Image location entries:
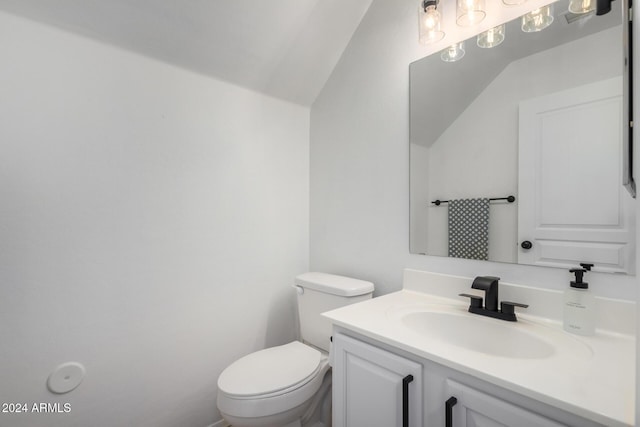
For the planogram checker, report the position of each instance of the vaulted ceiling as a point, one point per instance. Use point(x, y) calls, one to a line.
point(283, 48)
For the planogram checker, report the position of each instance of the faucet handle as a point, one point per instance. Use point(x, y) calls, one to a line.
point(507, 307)
point(476, 301)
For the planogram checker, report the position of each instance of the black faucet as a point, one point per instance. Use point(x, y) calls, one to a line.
point(489, 285)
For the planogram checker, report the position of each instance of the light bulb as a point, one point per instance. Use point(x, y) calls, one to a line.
point(582, 6)
point(470, 12)
point(492, 37)
point(537, 19)
point(453, 53)
point(429, 22)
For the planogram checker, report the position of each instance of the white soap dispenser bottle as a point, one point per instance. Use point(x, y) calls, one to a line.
point(579, 305)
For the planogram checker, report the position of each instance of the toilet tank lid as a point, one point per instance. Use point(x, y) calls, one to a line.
point(334, 284)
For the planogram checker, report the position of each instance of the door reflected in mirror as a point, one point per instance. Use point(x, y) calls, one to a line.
point(539, 117)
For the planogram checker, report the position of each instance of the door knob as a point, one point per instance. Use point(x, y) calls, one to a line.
point(526, 244)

## Exercise
Reproduce every line of the entries above word for word, leaving out the pictures.

## Worked answer
For the planogram checker, report the position of each instance of the vaulted ceiling as a point, one point per instance. Use point(x, y) calls, one to a line.
point(283, 48)
For the planogram checker, report the position of each instance of the faucet handle as a point, one point per instance. Use point(x, y) calls, one to a line.
point(507, 307)
point(476, 301)
For the planogram checker, report the position of each instance of the black faucet as a point, one point per instance. Use point(x, y) calls, one to a line.
point(489, 285)
For the planogram checker, report the position of each instance of the light bulb as a point, one point per instance. Use point(x, y) calls, one to a line.
point(582, 6)
point(470, 12)
point(492, 37)
point(537, 19)
point(453, 53)
point(429, 22)
For the planogram checker, report the position of each instance of the white soap dispenser bottle as a point, one point per instance. Use point(x, y) calls, one to a line.
point(579, 305)
For the planogram checker, report the position of each instance of the toilet tank lid as a point, one point per instance. Use point(x, y) calls, one to a line.
point(334, 284)
For the planogram checker, report the position of each instance of the door reflected in mirror as a point, one point per instance. Use point(x, y) calls, one to a line.
point(539, 117)
For the planogram checker, report the position of each instance of the door knob as a point, one point per instance. Use point(x, y) calls, one to a line.
point(526, 244)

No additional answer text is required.